_Your task:_ Reproduce the entries below character for character, starting at their first line and ending with the line containing "M270 43L266 42L265"; include both of those lines.

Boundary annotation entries

+ + +

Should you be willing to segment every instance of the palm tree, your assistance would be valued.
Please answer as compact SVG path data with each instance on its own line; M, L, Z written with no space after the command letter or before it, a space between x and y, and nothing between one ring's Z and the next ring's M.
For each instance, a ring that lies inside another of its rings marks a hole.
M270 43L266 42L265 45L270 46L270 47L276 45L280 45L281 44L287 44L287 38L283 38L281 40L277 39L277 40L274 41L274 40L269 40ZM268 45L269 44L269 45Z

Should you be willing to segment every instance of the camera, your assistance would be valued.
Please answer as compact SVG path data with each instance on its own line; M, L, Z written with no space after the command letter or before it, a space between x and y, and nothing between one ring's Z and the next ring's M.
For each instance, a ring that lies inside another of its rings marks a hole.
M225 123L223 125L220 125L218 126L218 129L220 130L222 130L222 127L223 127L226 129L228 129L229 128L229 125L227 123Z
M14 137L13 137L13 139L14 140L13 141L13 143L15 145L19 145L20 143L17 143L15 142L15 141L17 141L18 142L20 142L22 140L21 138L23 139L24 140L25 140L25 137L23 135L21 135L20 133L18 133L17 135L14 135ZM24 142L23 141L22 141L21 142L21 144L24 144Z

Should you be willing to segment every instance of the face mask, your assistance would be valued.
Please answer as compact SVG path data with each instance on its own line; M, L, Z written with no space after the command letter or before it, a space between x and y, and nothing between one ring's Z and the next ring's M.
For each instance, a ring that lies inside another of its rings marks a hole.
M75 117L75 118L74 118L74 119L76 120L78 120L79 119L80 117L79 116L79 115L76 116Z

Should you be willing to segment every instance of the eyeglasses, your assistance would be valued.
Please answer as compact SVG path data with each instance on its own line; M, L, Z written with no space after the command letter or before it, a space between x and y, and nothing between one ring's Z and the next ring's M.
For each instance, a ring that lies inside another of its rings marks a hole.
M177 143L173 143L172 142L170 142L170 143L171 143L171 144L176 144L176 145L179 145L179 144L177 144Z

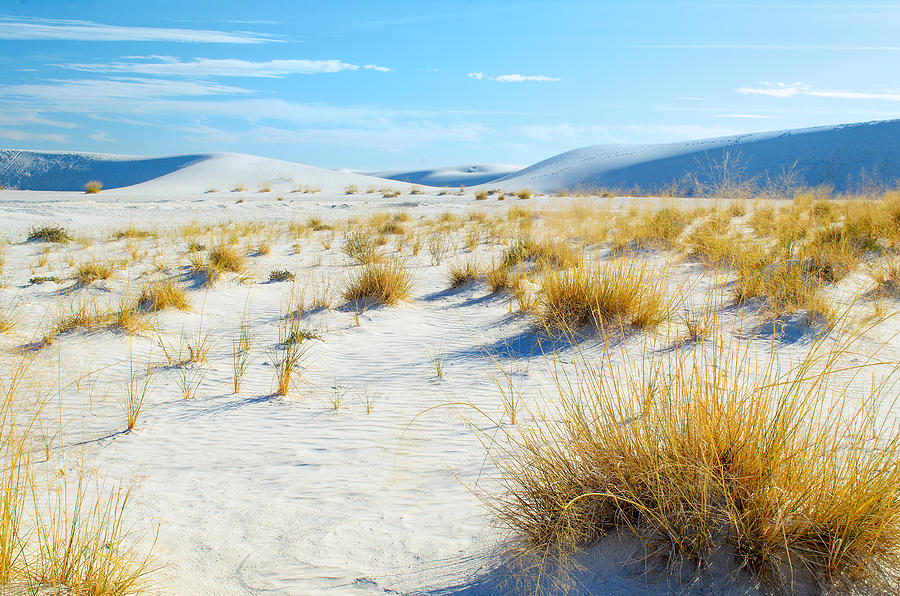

+ + +

_Answer in full:_
Should you be willing to segment every instance of the palm tree, your assistance would be valued.
Please answer as compact SVG path data with each instance on its own line; M, L, Z written with no space after the command letter or before it, a space between x and y, and nothing between one ring's Z and the next ring's M.
For each instance, a ring that lies inside another of its rings marks a hole.
M270 43L266 42L265 45L270 46L270 47L276 45L280 45L281 44L287 44L287 38L283 38L281 40L277 39L277 40L274 41L274 40L269 40ZM268 45L269 44L269 45Z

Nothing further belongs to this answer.